+++ Excerpted data +++

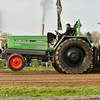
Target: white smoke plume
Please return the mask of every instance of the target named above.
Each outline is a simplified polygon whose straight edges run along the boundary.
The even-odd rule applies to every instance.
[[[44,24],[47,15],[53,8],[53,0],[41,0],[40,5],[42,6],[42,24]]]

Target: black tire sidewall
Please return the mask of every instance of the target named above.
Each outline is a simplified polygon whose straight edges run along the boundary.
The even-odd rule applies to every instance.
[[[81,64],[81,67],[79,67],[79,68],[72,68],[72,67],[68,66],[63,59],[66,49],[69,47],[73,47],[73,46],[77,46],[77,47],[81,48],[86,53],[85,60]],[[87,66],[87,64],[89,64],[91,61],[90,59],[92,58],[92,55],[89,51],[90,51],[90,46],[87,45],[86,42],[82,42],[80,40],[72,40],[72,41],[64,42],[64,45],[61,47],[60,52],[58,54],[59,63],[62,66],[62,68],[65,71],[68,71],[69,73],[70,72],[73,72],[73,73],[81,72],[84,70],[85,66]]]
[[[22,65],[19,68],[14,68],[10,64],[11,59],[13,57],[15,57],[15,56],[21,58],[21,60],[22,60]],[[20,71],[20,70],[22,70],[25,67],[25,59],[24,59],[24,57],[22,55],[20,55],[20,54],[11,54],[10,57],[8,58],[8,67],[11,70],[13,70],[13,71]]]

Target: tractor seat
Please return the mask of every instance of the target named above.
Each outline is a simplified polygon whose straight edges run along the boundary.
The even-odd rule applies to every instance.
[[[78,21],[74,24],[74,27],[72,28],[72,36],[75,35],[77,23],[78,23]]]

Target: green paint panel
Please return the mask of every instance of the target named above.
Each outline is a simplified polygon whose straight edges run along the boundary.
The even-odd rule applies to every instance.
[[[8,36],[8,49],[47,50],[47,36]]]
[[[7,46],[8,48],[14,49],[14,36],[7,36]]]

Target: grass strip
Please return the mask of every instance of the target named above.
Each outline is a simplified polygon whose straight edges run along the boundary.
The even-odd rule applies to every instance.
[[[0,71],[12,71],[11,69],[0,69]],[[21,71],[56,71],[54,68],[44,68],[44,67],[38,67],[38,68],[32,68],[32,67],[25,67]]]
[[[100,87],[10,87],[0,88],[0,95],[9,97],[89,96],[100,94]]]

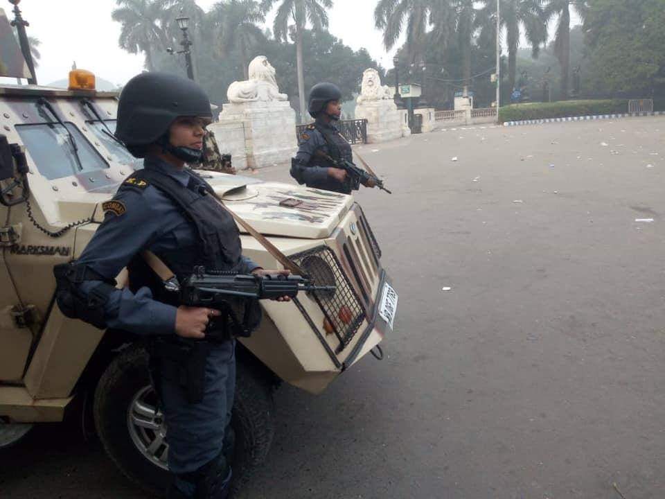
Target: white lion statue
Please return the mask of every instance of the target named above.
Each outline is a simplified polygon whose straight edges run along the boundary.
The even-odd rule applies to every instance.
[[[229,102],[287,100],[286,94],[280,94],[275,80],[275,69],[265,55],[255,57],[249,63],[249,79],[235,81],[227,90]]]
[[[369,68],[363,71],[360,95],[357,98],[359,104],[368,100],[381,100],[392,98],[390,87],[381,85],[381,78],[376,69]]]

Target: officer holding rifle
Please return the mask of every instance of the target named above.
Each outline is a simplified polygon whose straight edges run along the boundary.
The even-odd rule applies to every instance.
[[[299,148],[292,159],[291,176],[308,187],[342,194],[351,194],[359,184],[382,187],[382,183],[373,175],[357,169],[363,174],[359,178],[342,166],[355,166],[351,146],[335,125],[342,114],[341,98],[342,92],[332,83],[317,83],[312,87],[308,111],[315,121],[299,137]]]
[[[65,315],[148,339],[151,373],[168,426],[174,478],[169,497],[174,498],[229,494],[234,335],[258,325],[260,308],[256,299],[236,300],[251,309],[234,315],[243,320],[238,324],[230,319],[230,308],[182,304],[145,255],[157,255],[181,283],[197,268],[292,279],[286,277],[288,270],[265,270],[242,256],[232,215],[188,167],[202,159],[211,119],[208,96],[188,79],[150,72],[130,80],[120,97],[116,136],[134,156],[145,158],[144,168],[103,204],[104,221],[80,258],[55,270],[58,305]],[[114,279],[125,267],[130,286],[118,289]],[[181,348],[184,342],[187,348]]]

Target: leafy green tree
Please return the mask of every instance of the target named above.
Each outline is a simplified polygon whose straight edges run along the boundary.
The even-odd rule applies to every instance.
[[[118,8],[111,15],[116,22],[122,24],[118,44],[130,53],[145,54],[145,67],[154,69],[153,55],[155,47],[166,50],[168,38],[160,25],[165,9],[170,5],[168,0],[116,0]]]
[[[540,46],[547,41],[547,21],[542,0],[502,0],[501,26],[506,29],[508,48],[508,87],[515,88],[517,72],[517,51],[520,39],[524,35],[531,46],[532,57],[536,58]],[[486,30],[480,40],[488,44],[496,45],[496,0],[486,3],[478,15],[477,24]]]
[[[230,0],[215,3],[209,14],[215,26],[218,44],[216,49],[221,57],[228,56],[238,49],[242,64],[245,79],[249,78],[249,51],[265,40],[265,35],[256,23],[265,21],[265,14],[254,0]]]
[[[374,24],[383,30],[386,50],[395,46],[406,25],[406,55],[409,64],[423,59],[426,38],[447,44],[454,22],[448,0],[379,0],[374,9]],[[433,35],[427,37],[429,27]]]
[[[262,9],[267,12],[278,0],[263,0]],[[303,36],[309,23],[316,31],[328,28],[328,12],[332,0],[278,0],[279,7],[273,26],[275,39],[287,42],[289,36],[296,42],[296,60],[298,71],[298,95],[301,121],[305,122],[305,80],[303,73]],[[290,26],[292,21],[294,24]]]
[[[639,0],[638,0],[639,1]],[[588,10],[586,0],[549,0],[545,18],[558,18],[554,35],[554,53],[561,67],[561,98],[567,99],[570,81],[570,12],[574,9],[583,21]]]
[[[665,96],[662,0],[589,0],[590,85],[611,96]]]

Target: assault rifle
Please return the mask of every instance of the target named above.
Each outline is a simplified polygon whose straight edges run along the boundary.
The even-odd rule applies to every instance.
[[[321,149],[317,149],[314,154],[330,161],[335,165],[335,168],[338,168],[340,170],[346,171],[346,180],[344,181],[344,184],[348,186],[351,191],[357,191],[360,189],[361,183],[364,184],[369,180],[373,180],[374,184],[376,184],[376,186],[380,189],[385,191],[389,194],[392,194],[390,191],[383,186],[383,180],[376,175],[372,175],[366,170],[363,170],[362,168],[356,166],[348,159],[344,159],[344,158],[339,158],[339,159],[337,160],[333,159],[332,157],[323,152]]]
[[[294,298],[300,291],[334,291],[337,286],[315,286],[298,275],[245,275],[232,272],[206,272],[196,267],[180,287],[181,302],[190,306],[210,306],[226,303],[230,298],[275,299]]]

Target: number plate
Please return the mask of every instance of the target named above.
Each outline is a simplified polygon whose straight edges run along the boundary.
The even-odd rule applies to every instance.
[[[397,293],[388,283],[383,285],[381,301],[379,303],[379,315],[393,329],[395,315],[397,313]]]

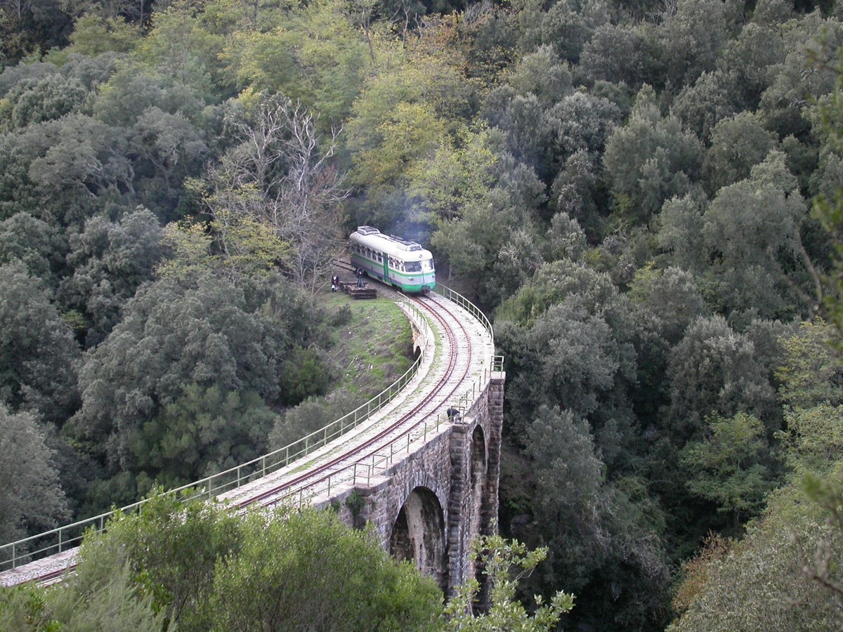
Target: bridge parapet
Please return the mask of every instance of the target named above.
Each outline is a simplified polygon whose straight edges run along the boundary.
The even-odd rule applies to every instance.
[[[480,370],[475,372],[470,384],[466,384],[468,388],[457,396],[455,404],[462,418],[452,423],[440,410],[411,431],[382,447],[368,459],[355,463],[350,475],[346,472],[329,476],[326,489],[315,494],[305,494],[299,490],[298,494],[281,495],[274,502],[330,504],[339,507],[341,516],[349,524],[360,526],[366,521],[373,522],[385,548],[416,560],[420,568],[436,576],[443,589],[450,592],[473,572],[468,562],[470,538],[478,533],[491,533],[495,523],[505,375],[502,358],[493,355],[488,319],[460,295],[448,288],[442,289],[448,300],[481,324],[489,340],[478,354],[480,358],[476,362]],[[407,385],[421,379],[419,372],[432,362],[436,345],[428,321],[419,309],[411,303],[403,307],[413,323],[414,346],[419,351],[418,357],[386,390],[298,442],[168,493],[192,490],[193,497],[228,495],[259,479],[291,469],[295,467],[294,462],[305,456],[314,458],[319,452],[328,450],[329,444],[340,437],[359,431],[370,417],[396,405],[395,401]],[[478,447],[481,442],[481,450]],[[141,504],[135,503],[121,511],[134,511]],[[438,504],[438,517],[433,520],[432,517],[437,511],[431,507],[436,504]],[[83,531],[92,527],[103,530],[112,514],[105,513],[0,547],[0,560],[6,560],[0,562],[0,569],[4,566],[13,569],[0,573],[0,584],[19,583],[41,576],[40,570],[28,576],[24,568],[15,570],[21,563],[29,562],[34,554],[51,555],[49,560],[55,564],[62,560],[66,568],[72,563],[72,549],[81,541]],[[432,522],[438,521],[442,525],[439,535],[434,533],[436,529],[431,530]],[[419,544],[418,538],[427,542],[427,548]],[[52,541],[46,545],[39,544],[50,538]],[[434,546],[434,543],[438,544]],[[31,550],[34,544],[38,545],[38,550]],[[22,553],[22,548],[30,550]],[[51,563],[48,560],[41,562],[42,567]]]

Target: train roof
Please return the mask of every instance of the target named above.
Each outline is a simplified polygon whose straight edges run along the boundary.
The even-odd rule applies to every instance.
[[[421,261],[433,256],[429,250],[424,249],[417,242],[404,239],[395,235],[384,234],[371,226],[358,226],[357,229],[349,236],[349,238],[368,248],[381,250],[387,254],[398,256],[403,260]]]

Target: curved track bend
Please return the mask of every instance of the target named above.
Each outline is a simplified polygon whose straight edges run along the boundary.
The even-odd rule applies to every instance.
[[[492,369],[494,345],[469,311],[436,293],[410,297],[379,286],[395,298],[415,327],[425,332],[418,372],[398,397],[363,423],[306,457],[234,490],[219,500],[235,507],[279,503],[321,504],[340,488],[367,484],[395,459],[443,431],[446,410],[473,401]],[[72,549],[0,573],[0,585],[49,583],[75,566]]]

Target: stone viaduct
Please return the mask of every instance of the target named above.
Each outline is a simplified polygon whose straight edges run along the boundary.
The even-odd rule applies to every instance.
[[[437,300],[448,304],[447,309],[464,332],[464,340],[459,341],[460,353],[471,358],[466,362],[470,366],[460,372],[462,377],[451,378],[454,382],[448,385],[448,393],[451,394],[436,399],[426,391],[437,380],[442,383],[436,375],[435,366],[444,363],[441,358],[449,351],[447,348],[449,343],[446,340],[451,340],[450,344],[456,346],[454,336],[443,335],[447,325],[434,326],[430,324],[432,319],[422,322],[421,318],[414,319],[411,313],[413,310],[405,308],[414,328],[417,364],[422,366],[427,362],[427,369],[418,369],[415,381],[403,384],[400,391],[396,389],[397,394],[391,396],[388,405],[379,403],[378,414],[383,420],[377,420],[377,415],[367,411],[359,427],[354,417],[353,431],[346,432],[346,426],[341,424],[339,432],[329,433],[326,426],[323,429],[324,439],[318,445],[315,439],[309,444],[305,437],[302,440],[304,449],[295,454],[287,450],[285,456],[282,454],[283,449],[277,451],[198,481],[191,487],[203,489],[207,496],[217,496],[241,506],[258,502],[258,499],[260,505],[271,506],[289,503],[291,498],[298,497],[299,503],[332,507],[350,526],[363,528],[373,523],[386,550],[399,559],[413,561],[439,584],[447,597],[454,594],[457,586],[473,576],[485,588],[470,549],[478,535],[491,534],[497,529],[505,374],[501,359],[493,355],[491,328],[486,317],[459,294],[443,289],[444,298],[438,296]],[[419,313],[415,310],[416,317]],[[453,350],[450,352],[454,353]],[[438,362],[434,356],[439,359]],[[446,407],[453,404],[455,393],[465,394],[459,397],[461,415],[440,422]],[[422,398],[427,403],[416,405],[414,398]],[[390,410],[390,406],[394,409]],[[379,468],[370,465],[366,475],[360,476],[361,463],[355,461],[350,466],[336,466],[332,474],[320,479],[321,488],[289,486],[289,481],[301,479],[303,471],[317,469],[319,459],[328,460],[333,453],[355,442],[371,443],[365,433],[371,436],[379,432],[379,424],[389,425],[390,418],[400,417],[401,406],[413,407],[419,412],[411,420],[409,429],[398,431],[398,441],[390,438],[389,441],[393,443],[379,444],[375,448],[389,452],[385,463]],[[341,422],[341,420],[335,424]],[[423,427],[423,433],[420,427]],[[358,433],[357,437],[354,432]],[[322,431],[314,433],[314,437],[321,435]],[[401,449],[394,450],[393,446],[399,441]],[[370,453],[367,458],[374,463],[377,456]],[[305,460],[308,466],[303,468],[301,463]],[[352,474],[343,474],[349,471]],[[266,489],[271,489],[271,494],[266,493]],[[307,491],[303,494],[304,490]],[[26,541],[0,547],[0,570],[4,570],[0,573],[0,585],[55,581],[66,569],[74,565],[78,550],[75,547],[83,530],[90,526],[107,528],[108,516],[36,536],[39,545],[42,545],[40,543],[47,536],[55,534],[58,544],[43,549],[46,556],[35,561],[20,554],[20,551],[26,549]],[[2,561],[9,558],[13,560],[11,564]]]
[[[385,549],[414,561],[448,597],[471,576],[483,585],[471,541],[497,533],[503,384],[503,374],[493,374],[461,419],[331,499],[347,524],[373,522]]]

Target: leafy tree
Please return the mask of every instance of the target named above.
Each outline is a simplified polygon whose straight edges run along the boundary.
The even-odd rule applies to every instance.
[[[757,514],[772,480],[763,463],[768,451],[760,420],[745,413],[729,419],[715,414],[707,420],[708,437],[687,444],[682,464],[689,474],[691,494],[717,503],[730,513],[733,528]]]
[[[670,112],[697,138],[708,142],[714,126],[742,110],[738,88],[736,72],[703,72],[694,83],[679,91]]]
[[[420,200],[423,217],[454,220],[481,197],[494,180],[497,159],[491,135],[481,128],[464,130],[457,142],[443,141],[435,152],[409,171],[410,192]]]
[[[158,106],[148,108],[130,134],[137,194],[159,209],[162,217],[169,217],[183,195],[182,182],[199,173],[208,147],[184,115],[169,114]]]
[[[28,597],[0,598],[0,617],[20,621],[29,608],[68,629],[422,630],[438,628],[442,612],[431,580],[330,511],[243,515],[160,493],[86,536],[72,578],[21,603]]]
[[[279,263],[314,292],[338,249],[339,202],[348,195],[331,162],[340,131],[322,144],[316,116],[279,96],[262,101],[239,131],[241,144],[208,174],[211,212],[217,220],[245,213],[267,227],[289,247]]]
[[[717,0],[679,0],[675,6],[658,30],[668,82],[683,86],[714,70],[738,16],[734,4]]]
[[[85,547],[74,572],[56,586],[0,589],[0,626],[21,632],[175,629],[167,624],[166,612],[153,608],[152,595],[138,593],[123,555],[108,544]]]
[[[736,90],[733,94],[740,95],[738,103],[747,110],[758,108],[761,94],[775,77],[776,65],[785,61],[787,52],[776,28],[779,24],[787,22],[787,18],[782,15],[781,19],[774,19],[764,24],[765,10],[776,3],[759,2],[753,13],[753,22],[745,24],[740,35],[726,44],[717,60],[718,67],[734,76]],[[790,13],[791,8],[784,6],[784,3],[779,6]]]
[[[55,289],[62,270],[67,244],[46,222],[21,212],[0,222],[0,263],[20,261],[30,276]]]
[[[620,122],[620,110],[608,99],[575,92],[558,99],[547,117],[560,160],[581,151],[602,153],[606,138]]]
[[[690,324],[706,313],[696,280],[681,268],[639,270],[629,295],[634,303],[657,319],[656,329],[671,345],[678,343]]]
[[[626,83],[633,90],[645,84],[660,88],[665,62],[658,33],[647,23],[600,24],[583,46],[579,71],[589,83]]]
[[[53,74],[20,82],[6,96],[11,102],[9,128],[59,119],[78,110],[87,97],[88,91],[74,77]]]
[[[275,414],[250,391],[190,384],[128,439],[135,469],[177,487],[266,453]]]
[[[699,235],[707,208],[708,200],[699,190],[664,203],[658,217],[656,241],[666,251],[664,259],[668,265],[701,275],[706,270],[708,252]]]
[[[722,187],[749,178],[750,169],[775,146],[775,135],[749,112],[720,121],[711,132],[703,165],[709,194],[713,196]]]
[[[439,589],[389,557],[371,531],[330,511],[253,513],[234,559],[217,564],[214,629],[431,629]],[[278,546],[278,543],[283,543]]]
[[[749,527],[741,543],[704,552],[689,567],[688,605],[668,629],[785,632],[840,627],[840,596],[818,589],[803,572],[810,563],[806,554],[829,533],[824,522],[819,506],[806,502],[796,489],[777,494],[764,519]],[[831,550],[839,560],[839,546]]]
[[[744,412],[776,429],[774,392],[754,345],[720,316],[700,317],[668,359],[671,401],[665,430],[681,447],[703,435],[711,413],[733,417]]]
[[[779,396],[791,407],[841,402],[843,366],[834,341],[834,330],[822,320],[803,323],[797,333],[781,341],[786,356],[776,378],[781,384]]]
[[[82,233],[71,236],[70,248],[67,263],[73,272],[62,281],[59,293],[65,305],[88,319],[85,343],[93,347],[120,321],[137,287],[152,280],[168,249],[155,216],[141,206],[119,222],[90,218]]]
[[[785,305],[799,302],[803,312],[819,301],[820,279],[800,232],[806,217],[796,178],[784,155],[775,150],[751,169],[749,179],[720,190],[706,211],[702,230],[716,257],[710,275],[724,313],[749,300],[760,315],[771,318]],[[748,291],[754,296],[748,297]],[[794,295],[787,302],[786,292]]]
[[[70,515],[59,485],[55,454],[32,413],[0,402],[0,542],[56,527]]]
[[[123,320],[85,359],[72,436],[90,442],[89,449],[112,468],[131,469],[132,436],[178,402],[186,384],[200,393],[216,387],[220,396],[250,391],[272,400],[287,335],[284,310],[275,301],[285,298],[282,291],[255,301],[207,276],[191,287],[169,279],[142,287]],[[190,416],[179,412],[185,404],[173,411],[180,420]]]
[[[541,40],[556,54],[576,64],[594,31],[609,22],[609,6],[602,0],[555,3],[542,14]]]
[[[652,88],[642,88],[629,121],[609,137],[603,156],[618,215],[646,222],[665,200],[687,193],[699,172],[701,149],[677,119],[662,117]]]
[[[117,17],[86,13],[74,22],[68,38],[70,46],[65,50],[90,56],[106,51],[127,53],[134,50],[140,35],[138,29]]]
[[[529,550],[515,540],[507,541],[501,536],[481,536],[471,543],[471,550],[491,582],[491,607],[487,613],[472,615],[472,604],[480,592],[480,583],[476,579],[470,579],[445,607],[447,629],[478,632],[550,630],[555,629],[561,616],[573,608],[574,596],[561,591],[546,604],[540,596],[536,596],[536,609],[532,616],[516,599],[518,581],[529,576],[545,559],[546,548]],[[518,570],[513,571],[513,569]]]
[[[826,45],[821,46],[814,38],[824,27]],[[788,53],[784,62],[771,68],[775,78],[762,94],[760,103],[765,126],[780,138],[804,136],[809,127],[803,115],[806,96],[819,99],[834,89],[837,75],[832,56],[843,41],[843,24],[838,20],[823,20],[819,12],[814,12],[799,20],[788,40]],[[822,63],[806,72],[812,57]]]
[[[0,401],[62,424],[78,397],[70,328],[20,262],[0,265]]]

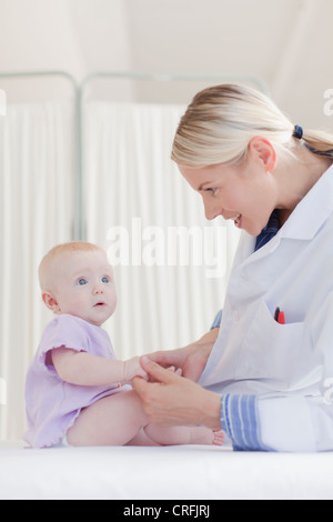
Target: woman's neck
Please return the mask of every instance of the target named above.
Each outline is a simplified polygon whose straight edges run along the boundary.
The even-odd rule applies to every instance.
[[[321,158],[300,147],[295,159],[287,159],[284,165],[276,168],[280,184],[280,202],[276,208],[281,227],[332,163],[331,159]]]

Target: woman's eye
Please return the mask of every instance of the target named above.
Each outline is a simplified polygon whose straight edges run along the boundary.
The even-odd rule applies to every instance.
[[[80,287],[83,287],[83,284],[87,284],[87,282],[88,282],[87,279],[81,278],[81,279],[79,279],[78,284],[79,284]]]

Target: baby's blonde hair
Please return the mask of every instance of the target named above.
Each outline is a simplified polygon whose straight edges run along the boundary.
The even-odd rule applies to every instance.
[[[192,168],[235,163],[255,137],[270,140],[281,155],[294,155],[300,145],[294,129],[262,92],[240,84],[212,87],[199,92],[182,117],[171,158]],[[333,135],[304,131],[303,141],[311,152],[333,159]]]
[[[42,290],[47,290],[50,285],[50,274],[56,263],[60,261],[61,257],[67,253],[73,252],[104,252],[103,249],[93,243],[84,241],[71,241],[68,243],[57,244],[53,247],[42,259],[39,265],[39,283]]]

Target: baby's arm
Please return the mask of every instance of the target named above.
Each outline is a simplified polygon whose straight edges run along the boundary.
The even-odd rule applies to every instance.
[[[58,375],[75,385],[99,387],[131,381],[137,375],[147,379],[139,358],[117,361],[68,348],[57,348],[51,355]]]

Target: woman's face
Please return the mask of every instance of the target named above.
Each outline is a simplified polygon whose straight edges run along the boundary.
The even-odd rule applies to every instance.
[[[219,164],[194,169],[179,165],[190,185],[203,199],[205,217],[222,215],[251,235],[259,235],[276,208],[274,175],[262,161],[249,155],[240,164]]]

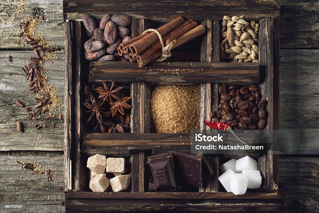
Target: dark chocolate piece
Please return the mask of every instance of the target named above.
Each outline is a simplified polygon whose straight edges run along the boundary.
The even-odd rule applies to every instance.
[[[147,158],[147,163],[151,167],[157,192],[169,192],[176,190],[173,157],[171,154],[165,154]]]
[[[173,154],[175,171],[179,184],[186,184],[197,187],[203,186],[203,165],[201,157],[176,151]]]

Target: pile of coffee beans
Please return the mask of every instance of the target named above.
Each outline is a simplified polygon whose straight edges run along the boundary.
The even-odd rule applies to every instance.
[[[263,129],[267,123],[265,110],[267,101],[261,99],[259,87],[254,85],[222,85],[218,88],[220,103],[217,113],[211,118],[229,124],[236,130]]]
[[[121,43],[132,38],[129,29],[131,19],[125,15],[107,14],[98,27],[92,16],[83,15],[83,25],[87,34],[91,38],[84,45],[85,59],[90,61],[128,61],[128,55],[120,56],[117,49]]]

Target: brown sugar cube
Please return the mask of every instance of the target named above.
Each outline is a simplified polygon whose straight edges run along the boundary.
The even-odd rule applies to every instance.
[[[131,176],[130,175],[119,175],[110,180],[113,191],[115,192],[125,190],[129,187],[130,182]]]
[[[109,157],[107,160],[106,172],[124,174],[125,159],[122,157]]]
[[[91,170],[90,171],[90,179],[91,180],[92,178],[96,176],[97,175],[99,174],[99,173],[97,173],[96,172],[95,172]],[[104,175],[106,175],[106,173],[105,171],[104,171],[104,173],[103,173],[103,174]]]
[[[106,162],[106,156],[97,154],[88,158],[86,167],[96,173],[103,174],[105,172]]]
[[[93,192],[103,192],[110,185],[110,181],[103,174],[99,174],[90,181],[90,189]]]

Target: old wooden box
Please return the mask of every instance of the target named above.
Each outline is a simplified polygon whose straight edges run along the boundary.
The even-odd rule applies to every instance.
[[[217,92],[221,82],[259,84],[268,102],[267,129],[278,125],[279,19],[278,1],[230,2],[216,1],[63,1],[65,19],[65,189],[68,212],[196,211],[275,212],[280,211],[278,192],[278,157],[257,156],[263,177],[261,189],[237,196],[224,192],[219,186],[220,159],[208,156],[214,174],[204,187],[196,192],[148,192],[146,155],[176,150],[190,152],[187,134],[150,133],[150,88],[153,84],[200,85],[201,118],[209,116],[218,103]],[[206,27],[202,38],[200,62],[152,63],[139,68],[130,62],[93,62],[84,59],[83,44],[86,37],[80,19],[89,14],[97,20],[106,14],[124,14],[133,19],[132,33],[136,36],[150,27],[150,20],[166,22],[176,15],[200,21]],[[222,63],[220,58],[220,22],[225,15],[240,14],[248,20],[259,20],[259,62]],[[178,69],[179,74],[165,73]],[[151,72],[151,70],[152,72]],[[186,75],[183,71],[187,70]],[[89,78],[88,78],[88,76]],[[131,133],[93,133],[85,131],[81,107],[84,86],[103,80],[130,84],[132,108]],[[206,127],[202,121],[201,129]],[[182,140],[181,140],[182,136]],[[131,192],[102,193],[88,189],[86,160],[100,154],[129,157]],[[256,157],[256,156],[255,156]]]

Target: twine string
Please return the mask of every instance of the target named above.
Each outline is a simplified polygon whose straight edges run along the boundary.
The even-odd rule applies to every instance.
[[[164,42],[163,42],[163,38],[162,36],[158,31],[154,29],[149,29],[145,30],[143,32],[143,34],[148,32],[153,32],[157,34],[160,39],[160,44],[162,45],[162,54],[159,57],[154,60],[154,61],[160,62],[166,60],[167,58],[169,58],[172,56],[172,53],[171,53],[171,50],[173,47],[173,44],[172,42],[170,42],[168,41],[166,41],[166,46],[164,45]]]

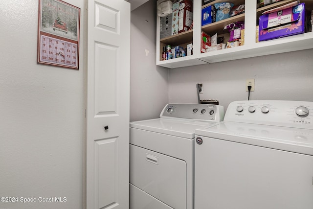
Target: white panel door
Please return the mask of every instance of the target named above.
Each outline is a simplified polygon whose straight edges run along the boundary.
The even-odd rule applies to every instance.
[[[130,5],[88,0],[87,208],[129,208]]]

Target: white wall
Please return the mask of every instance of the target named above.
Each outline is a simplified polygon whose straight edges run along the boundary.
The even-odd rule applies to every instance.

+++

Can you retype the lines of the entries from the line containing "Target: brown sugar cube" through the line containing "[[[109,157],[107,160],[106,172],[124,174],[125,159],[122,157]]]", with every character unchanged?

Target: brown sugar cube
Please return the mask of every instance of the target named above.
Each outline is a simplified polygon whose straight edges run along the boundary.
The even-odd rule applies to every instance.
[[[131,176],[130,175],[119,175],[110,180],[113,191],[115,192],[125,190],[129,187],[130,182]]]
[[[109,157],[107,160],[106,172],[124,174],[125,159],[122,157]]]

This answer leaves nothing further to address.